_Exercise objective_.
Rewrite the listing below, swapping "sample" for "example" wherever it appears and leaving everything else the same.
==== Data provided
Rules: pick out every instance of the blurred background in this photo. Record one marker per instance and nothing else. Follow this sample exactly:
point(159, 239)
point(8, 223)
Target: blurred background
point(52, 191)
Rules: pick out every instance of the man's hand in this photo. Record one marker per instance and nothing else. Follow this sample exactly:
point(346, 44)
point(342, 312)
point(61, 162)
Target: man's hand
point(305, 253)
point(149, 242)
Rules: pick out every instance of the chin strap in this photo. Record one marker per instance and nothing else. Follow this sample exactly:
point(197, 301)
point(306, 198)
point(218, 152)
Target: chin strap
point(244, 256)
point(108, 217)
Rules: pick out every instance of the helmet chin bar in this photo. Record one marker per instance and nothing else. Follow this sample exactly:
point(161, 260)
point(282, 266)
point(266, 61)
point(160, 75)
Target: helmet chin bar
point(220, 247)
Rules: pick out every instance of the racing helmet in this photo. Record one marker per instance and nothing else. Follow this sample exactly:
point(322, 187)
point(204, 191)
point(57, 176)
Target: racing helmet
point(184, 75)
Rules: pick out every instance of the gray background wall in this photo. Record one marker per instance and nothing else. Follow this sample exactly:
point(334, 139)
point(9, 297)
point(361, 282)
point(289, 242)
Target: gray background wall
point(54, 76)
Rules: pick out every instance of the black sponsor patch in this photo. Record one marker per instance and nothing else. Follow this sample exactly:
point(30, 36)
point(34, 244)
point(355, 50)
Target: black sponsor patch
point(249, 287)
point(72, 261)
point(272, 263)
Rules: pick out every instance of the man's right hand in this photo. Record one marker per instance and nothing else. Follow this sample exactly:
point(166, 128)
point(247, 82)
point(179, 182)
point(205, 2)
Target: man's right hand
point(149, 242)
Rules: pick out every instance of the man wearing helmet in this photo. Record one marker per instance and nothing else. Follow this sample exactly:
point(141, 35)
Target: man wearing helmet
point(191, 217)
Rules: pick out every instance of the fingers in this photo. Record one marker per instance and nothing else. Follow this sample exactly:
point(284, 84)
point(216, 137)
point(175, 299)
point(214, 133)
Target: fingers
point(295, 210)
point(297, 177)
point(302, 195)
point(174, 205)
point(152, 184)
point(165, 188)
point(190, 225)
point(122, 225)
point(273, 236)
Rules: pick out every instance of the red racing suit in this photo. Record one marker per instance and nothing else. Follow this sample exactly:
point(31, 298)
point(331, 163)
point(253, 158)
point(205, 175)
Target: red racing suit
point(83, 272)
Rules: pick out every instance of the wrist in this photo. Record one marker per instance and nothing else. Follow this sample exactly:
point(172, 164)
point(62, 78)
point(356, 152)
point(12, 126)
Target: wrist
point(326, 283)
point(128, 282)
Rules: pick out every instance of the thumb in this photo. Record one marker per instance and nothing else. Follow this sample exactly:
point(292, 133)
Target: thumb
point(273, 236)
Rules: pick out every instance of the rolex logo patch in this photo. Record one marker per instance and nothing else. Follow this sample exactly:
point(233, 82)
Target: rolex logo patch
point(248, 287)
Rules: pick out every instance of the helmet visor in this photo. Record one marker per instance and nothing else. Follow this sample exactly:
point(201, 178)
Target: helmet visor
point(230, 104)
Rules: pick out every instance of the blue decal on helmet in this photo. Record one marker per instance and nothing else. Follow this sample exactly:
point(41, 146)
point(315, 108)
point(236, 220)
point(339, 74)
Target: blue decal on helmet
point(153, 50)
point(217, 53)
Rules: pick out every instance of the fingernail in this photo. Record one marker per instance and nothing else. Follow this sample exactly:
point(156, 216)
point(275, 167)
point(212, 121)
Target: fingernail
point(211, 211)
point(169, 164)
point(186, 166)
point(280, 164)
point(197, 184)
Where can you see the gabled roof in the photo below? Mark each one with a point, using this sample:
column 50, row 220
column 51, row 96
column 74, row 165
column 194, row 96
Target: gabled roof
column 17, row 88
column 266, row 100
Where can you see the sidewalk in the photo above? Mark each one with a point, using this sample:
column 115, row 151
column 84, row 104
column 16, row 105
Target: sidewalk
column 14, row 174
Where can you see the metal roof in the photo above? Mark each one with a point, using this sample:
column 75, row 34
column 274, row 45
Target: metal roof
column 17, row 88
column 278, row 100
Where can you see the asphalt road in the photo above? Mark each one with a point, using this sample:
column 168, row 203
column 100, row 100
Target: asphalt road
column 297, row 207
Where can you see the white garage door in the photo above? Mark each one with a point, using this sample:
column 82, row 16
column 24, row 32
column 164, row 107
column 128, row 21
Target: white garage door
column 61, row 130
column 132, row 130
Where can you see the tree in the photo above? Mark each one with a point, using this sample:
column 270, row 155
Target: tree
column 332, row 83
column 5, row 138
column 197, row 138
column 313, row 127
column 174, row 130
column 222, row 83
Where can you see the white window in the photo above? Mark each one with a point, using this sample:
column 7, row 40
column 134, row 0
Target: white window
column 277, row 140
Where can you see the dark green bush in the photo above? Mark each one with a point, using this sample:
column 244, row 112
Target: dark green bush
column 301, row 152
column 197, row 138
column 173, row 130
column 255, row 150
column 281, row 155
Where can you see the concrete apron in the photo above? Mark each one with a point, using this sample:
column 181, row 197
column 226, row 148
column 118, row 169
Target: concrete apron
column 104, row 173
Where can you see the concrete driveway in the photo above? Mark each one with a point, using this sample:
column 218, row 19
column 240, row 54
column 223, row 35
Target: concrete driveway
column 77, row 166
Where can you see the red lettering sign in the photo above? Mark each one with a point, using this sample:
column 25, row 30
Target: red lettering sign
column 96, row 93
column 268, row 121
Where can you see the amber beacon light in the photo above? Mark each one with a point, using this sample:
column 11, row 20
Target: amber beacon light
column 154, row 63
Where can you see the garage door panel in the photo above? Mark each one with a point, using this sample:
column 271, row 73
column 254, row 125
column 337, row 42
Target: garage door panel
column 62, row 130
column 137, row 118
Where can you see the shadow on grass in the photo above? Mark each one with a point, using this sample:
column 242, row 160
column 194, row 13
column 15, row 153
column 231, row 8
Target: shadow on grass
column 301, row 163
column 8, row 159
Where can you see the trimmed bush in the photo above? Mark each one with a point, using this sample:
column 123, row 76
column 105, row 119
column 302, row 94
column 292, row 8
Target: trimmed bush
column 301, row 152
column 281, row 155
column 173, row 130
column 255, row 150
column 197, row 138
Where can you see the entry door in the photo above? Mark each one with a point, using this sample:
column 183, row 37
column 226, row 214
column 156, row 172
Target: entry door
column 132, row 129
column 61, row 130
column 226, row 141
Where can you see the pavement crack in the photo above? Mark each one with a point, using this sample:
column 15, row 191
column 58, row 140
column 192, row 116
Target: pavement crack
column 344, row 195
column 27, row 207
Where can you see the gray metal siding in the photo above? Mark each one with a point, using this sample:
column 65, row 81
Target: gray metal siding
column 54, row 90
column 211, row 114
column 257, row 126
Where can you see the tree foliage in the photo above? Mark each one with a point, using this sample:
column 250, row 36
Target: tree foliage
========
_Task solution_.
Rules: pick out every instance of the blurred background in this photo. Record one marker per instance and nothing else. Follow this example exactly:
point(159, 239)
point(8, 223)
Target: blurred background
point(52, 191)
Rules: pick out every instance of the man's hand in this photo. Record one marker per instance and nothing else. Follow this example exactly:
point(346, 44)
point(342, 312)
point(61, 162)
Target: man's hand
point(305, 253)
point(149, 242)
Rules: pick out every instance of the chin strap in this photo. Record one marker per instance and nothing else. Follow this example exactly:
point(197, 301)
point(306, 198)
point(218, 152)
Target: chin strap
point(244, 256)
point(108, 217)
Rules: pick out every instance of the helmet chin bar in this photo. Record one marker per instance and nothing else. Follow this example exactly:
point(161, 260)
point(282, 266)
point(266, 61)
point(160, 75)
Target: helmet chin bar
point(220, 247)
Rules: pick out every instance of the racing helmet in this photo. Record one marker per instance and nothing else. Follow this example exactly:
point(322, 187)
point(204, 191)
point(57, 176)
Target: racing helmet
point(184, 75)
Rules: pick out every instance of the gray background wall in this photo. Record one marker per instance and nothing else. Follow this example exactly:
point(334, 139)
point(9, 297)
point(361, 282)
point(289, 242)
Target: gray background wall
point(54, 76)
Rules: pick out every instance of the black sponsor patch in this photo. Record one marker per instance and nothing else. Follow this example exactly:
point(30, 36)
point(34, 244)
point(355, 50)
Target: black sponsor patch
point(249, 287)
point(72, 261)
point(272, 263)
Rules: pick out every instance of the man's right hand in this photo. Record one marker per instance and nothing else. Follow this example exactly:
point(166, 128)
point(247, 82)
point(179, 182)
point(205, 2)
Target: man's right hand
point(149, 242)
Rules: pick out every instance of the man wearing helmet in this photo. Record one marker per instance and nothing else. Follow this example exactly:
point(141, 35)
Target: man wearing helmet
point(191, 217)
Rules: pick out every instance of the fingers in this photo. Record one marker per instance and nothing else. Follow this example exactly:
point(284, 84)
point(216, 137)
point(175, 299)
point(214, 133)
Target: fingers
point(295, 210)
point(297, 177)
point(302, 195)
point(174, 205)
point(152, 184)
point(165, 188)
point(190, 225)
point(122, 225)
point(273, 236)
Rules: pick out every instance of the red racing suit in this photo. Record one marker per instance and nothing else. Follow this example exactly:
point(31, 298)
point(331, 163)
point(253, 158)
point(205, 175)
Target: red racing suit
point(83, 272)
Rules: pick out every instance of the wrist in this photo. Record one marker per instance and nothing else. Follow this example exactly:
point(172, 164)
point(62, 78)
point(356, 152)
point(12, 126)
Target: wrist
point(326, 283)
point(128, 282)
Rules: pick out every instance of the thumb in this photo. Record one marker per instance and nothing else. Follow this example exactly:
point(292, 133)
Target: thumb
point(273, 236)
Rules: pick out every instance of the rolex logo patch in this photo. Record one marker per instance and nothing else. Follow this example exactly:
point(233, 82)
Target: rolex logo patch
point(248, 287)
Rules: pick out every instance of the helmet visor in this photo. Record one marker per instance and nothing else. Follow this example exactly:
point(201, 178)
Target: helmet visor
point(230, 104)
Rules: pick out every instance of the blue decal on helmet in this photo. Record one marker per instance and nothing else. Follow this example exactly:
point(41, 146)
point(315, 108)
point(236, 220)
point(339, 74)
Target: blue decal on helmet
point(153, 50)
point(217, 53)
Rules: pick out every instance of the fingernail in this photo. Record one marker per instance and nothing else. Follow this example exactly:
point(156, 216)
point(275, 167)
point(212, 121)
Target: fingernail
point(211, 211)
point(169, 164)
point(186, 166)
point(280, 164)
point(197, 184)
Where can you see the gabled roof in the photo below? Mark each one with a point, using this example:
column 50, row 220
column 51, row 96
column 74, row 165
column 194, row 96
Target: gabled roof
column 17, row 88
column 266, row 100
Where can you see the sidewalk in the photo above? Mark each one with a point, using this example:
column 115, row 151
column 84, row 104
column 16, row 105
Target: sidewalk
column 14, row 174
Where can you see the metal roof in the photo above? Mark each one with a point, using this example:
column 75, row 34
column 274, row 45
Target: metal roof
column 17, row 88
column 278, row 100
Where can you see the asphalt road in the photo above? Mark each one with a point, using this example:
column 168, row 203
column 100, row 100
Target: asphalt road
column 297, row 207
Where can you see the white garage door in the photo above? Mark each one with a point, using this example:
column 82, row 16
column 24, row 32
column 164, row 107
column 128, row 21
Target: white garage door
column 61, row 130
column 132, row 130
Where can you see the tree in the photo above? Mark each one with a point, using this example:
column 270, row 155
Target: tree
column 332, row 83
column 5, row 138
column 197, row 138
column 313, row 127
column 174, row 130
column 222, row 83
Where can you see the white window in the photo above? Mark each one with a point, using this example:
column 7, row 40
column 134, row 0
Target: white window
column 277, row 140
Where can you see the dark green bush in the photo above? Mark each one with a point, using this example:
column 244, row 112
Target: dark green bush
column 301, row 152
column 197, row 138
column 173, row 130
column 255, row 150
column 281, row 155
Where can you see the concrete apron in the photo above? Mark each one with a point, using this example:
column 181, row 197
column 226, row 148
column 118, row 169
Target: concrete apron
column 104, row 173
Where can you see the concrete driveway in the photo above? Mark each one with a point, using this example:
column 218, row 19
column 240, row 54
column 223, row 35
Target: concrete driveway
column 77, row 166
Where can you see the red lettering sign in the photo above? Mark each one with a point, using this example:
column 25, row 30
Target: red lettering sign
column 96, row 93
column 268, row 121
Where can you see the amber beacon light in the photo above? Mark each one with a point, using this example:
column 11, row 20
Target: amber beacon light
column 154, row 63
Where can you see the garage door panel in the photo above? Mark each one with a point, using this example:
column 271, row 73
column 254, row 125
column 337, row 42
Target: garage door panel
column 62, row 130
column 137, row 118
Where can you see the shadow on grass in the photo above? Mark each one with a point, using this example:
column 242, row 160
column 194, row 13
column 15, row 153
column 231, row 8
Target: shadow on grass
column 301, row 163
column 8, row 159
Where can you see the trimmed bush in the photo above? Mark each one with a point, using this example:
column 123, row 76
column 105, row 119
column 302, row 94
column 292, row 8
Target: trimmed bush
column 301, row 152
column 281, row 155
column 173, row 130
column 255, row 150
column 197, row 138
Where can you see the entry door in the photo above? Mark each one with a point, using this example:
column 183, row 37
column 226, row 214
column 156, row 172
Target: entry door
column 132, row 129
column 61, row 130
column 226, row 141
Where can you see the pavement crack in the photo above? Mark each one with a point, using this example:
column 15, row 191
column 58, row 140
column 192, row 116
Target: pavement crack
column 344, row 195
column 27, row 207
Where can you see the gray metal siding in the photo above? Mark each one with a point, using this example:
column 65, row 81
Target: gray metal siding
column 54, row 90
column 211, row 114
column 257, row 126
Where can you see the tree foliage in the photo above? Mark each one with a point, using this example:
column 250, row 36
Target: tree foliage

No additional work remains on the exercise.